(Beginning of Exercise input)

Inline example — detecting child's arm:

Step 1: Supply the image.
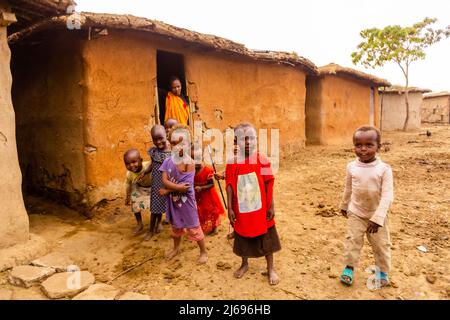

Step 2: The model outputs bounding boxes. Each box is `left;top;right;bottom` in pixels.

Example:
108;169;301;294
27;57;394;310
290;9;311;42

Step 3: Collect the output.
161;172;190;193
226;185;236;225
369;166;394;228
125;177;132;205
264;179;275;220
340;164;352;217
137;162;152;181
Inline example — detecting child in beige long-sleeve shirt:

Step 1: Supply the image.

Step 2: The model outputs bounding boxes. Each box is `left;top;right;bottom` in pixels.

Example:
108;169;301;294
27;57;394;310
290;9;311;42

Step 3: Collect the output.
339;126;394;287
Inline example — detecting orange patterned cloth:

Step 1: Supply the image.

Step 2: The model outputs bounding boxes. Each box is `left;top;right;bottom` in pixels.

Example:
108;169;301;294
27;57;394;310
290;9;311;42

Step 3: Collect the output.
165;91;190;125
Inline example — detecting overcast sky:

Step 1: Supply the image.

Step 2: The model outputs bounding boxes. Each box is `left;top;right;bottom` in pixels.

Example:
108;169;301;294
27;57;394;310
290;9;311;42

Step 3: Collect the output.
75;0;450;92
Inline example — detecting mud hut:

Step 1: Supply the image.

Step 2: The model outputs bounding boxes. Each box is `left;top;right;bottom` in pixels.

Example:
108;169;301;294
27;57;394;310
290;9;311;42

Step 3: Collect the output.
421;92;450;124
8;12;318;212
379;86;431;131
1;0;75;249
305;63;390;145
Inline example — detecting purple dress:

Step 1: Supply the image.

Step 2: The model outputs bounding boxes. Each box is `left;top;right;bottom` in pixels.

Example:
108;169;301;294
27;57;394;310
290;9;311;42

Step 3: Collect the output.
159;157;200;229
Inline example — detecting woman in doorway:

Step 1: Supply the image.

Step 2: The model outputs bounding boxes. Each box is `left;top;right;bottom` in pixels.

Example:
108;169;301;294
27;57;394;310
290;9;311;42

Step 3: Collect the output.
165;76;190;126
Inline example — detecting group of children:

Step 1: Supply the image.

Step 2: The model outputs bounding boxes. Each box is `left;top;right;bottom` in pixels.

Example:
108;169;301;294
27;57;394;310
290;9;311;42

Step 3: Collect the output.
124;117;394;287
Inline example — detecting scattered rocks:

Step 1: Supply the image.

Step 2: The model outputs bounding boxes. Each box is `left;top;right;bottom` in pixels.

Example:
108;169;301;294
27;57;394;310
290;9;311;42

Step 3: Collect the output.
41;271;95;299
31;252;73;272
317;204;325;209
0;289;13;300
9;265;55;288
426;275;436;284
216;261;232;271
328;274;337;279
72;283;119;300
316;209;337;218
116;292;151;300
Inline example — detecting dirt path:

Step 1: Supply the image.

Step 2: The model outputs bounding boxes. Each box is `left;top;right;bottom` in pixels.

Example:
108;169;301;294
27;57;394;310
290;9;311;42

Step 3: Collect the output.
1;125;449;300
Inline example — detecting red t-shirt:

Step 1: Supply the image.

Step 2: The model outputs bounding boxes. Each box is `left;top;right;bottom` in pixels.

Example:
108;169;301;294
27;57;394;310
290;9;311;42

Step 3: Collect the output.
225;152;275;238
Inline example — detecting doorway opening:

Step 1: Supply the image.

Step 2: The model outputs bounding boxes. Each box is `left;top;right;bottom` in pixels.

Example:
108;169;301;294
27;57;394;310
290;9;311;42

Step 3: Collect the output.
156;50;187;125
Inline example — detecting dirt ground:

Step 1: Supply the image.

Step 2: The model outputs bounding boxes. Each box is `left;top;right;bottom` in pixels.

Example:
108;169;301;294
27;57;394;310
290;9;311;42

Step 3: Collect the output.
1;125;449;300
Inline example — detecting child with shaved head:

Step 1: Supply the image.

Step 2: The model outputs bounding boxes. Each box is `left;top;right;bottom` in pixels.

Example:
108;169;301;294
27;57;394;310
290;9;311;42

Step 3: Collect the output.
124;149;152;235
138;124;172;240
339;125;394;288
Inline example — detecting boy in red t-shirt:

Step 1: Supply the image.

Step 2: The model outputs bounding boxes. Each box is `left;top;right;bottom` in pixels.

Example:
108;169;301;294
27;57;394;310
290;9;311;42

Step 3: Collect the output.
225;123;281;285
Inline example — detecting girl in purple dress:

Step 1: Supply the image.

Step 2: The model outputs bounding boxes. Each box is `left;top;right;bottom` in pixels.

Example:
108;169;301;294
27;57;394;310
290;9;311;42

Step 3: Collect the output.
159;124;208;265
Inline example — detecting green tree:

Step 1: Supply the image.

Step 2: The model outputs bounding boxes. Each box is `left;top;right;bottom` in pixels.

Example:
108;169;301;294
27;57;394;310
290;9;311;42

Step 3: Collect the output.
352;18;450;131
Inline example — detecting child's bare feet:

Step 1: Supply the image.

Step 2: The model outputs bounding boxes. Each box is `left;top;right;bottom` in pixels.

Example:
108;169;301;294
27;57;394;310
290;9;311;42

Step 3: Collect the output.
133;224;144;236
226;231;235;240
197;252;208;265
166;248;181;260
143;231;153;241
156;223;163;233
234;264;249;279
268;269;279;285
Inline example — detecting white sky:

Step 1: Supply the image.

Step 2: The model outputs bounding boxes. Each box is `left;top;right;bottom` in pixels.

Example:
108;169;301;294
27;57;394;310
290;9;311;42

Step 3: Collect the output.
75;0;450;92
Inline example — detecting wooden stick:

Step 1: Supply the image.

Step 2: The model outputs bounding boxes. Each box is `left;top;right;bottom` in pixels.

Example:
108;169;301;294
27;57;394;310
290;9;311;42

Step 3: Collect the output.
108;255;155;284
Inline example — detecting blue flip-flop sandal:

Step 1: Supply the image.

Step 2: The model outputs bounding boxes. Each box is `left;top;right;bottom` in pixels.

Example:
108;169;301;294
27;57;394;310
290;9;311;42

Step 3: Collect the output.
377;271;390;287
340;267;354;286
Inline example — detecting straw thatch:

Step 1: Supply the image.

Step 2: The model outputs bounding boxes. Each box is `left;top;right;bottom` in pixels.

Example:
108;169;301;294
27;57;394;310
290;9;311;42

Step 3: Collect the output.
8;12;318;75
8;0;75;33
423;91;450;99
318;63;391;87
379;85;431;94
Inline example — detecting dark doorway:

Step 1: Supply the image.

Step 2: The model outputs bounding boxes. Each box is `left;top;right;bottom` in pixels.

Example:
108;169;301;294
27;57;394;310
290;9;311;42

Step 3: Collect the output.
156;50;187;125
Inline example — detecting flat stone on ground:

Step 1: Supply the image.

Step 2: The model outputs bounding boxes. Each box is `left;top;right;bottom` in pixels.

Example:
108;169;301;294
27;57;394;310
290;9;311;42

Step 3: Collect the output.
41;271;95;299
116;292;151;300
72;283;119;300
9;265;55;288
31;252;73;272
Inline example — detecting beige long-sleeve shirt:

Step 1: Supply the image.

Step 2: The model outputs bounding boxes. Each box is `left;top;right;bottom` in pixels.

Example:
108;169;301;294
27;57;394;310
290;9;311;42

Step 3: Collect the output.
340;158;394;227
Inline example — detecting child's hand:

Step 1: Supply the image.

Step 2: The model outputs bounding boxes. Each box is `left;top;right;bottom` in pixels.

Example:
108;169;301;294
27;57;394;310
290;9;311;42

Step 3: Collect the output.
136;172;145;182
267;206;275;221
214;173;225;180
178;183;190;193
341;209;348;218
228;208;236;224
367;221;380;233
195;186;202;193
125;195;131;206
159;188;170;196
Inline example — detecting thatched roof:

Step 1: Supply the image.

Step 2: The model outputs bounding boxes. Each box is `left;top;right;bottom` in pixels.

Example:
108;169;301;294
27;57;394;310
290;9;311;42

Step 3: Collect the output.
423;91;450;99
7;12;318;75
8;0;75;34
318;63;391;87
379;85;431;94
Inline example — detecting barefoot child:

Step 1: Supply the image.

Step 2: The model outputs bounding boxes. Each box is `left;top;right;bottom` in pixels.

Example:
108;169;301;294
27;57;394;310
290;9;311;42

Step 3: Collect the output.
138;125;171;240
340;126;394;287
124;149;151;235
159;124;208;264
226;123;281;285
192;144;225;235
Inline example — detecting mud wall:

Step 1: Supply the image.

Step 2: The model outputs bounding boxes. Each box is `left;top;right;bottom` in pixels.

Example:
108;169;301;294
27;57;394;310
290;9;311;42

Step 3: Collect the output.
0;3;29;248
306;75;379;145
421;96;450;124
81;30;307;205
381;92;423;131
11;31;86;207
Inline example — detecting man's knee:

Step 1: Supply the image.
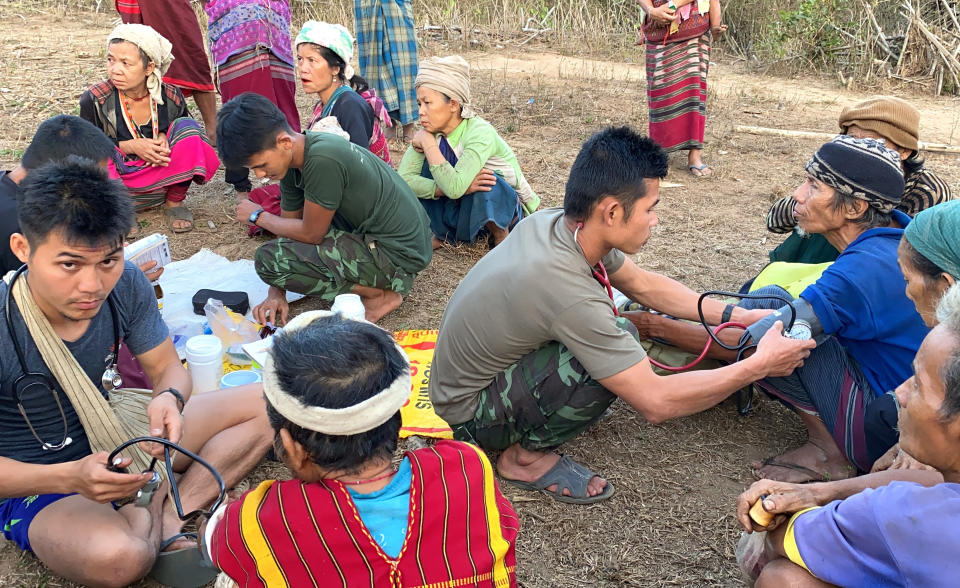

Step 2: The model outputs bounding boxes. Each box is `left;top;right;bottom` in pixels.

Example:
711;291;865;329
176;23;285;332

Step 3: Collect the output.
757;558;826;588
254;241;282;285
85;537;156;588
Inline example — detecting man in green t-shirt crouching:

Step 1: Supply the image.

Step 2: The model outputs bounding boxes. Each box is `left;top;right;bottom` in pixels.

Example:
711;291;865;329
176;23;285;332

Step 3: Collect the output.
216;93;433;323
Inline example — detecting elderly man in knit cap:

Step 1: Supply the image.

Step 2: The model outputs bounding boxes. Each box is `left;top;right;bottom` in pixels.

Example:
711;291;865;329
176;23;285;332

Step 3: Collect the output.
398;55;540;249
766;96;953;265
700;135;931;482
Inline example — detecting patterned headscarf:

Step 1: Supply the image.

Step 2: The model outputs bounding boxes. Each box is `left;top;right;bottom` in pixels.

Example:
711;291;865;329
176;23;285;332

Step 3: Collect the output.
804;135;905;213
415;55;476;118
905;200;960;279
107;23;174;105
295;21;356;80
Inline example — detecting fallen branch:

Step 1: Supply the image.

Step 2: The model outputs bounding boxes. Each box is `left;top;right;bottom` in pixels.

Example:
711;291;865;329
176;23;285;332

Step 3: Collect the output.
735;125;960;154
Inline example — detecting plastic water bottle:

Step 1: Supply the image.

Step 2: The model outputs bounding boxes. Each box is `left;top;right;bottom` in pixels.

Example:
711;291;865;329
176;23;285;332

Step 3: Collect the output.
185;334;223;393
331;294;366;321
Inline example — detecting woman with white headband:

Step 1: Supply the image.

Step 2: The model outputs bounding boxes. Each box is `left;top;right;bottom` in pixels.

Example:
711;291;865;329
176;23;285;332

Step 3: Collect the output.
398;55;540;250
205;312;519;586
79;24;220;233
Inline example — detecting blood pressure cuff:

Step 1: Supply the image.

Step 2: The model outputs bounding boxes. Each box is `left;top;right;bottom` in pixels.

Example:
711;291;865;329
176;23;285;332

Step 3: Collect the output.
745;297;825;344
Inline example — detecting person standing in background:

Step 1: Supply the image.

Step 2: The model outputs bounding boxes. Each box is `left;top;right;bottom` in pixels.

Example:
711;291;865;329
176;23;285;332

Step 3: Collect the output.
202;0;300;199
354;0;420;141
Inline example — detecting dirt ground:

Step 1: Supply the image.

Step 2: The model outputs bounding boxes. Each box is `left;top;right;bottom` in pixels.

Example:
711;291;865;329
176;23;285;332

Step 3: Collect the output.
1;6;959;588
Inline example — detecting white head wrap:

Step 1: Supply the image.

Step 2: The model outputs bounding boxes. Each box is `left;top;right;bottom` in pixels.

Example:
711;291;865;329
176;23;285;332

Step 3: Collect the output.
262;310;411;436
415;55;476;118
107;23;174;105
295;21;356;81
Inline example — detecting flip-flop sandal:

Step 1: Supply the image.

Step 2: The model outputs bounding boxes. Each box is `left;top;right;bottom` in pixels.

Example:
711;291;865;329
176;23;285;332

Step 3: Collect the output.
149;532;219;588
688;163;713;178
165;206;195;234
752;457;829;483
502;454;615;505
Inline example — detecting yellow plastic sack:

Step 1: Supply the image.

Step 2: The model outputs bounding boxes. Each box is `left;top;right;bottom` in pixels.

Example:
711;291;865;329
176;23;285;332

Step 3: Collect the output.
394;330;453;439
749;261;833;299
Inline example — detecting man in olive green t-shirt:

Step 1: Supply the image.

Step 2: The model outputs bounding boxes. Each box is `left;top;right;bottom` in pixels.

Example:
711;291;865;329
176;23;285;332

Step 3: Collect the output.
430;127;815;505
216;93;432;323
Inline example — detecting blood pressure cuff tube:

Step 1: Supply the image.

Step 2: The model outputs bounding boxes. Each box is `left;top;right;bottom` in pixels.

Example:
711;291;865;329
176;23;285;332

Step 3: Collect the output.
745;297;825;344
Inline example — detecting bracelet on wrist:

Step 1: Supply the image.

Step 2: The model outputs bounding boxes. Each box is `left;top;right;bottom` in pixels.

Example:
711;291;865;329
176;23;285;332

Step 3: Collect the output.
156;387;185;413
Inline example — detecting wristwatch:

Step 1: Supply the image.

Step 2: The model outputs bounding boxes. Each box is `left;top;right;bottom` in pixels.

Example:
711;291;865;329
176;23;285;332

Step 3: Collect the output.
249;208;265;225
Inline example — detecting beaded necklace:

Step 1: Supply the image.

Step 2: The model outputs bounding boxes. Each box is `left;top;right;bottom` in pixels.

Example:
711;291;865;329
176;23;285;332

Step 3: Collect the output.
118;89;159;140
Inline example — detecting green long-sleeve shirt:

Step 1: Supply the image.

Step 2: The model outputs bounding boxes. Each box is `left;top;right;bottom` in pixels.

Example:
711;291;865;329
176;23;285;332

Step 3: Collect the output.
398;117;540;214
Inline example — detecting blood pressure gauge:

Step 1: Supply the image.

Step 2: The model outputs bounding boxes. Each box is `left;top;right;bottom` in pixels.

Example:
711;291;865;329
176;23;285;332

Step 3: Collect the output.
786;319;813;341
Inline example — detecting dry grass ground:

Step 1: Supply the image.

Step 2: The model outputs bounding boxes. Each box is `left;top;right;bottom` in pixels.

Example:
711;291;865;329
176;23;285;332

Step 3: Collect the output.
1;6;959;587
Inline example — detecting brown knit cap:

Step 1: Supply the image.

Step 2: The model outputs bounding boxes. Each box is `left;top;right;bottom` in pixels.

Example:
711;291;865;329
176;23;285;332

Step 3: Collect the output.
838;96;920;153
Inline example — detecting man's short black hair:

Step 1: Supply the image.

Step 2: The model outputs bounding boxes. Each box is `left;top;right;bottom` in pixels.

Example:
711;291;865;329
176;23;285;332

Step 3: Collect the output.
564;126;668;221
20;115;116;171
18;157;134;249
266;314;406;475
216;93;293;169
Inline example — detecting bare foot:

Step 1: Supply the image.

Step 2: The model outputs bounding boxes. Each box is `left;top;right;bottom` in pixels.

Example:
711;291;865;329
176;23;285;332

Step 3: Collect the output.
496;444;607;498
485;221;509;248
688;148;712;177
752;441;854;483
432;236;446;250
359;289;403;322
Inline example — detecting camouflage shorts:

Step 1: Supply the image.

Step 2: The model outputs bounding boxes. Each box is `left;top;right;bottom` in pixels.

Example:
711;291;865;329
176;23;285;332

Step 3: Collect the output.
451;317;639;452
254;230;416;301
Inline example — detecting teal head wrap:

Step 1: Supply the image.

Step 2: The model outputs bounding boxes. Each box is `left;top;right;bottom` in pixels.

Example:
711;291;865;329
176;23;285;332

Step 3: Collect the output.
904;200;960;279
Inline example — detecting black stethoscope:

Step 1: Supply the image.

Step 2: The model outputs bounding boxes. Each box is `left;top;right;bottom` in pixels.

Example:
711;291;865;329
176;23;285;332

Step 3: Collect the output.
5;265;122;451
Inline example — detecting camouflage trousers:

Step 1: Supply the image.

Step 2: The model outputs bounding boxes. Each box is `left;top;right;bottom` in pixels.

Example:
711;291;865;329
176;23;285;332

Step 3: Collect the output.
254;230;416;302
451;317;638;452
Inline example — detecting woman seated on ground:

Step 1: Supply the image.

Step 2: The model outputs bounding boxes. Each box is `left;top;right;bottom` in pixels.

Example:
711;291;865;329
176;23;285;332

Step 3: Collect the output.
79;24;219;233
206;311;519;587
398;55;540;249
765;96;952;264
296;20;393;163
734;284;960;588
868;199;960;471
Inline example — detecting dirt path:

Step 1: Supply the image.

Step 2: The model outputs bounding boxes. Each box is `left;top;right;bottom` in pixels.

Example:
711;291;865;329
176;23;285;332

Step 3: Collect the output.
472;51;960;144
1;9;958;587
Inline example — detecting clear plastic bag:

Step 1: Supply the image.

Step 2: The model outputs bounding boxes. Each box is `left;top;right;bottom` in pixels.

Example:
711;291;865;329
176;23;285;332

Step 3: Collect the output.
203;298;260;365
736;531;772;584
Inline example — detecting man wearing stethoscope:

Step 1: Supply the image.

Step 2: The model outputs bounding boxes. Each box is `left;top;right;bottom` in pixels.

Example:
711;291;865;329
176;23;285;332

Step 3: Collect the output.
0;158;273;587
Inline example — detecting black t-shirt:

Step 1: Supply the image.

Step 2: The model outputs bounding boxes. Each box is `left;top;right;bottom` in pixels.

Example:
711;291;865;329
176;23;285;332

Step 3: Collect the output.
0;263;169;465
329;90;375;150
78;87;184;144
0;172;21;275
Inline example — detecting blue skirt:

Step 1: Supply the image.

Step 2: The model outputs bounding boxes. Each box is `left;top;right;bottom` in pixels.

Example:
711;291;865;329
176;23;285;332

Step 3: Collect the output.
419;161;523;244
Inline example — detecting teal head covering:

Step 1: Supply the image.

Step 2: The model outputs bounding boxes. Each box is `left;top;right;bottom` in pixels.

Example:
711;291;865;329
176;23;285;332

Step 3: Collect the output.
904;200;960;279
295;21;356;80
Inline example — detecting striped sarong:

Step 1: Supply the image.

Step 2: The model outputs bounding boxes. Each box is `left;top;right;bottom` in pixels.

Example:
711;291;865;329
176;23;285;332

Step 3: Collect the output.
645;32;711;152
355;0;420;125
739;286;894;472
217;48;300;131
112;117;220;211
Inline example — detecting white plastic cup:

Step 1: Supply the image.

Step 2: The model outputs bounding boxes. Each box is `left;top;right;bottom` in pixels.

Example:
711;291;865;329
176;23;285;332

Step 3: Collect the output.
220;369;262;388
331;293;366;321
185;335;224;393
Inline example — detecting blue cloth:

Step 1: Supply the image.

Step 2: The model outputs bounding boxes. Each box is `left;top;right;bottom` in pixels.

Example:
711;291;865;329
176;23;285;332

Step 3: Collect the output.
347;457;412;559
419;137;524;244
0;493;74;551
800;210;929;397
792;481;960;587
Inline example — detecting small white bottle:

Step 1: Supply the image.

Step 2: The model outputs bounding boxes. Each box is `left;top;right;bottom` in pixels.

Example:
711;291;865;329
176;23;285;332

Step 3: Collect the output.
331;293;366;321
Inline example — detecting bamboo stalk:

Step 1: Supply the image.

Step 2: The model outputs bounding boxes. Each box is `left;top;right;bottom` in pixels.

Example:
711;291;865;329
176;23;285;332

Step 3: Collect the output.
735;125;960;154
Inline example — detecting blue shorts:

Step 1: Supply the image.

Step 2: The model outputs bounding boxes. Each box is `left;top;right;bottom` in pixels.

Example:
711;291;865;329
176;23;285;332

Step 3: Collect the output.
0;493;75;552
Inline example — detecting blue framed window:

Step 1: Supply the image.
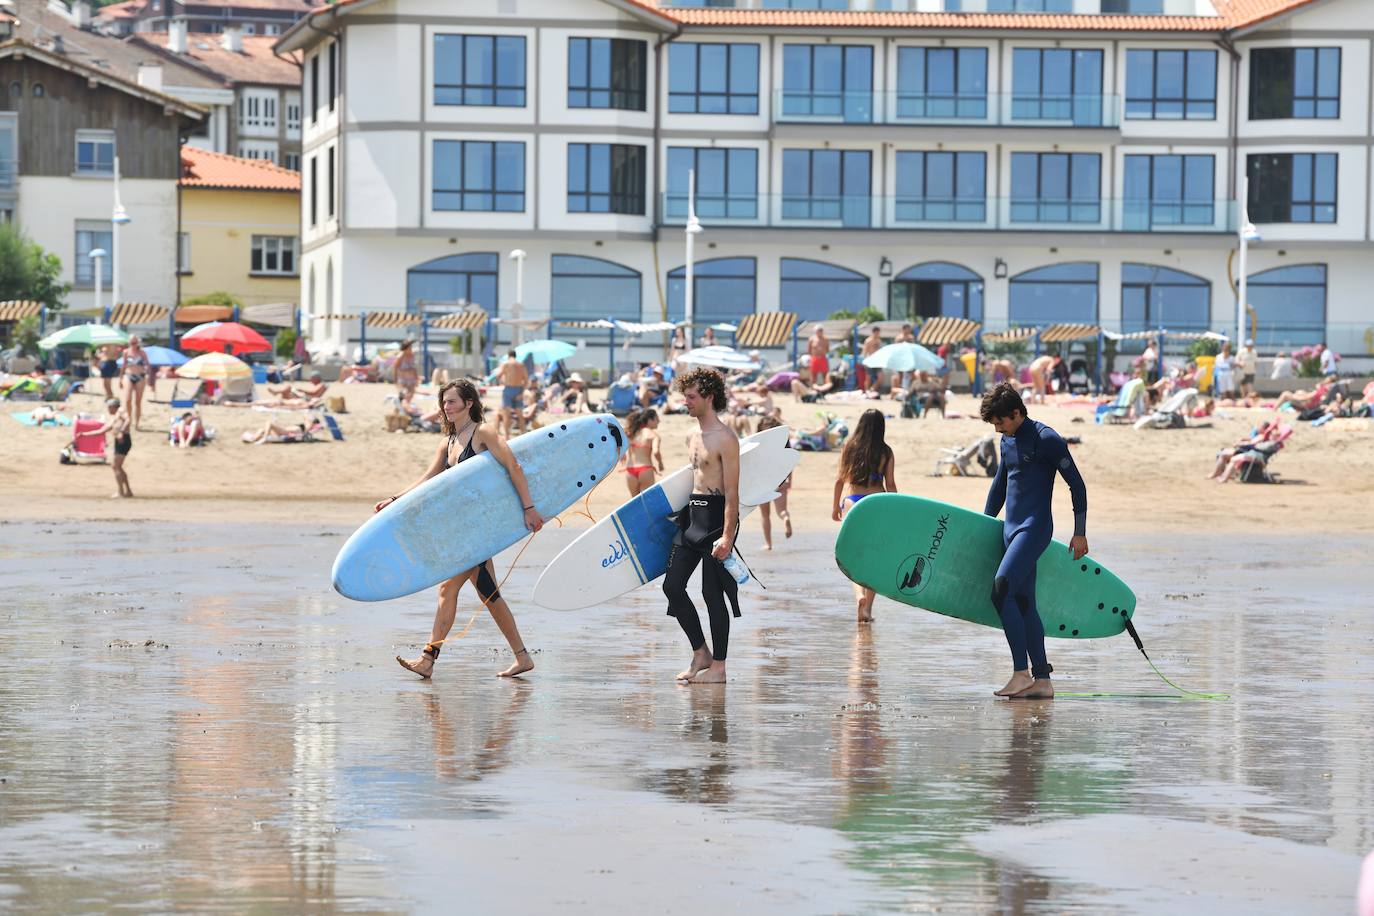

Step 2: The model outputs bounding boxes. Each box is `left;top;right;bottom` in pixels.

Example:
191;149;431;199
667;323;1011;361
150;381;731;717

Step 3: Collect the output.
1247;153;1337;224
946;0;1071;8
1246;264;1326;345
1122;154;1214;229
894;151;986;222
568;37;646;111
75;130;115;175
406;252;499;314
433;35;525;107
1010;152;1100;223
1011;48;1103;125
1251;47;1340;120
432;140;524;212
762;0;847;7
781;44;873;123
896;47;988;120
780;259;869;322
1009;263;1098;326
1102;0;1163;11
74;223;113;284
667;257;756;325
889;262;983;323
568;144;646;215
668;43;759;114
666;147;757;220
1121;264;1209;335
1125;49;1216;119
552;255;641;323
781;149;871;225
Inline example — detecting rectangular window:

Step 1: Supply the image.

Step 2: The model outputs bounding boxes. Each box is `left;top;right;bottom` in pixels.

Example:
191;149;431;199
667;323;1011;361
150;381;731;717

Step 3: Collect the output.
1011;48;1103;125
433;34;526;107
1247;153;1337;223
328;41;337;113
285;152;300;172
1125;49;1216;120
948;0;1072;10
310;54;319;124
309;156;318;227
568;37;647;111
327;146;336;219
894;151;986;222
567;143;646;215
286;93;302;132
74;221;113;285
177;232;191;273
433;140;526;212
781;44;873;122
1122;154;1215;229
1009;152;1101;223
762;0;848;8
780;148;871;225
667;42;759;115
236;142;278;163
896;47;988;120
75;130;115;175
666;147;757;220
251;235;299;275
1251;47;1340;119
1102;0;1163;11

(End of Exercise input)

* Exercise: All lines in the data that contain the word "knit" should be copied.

* Answer below:
Inline example — detecting elderly man in knit cap:
Inline example — detecting brown knit cap:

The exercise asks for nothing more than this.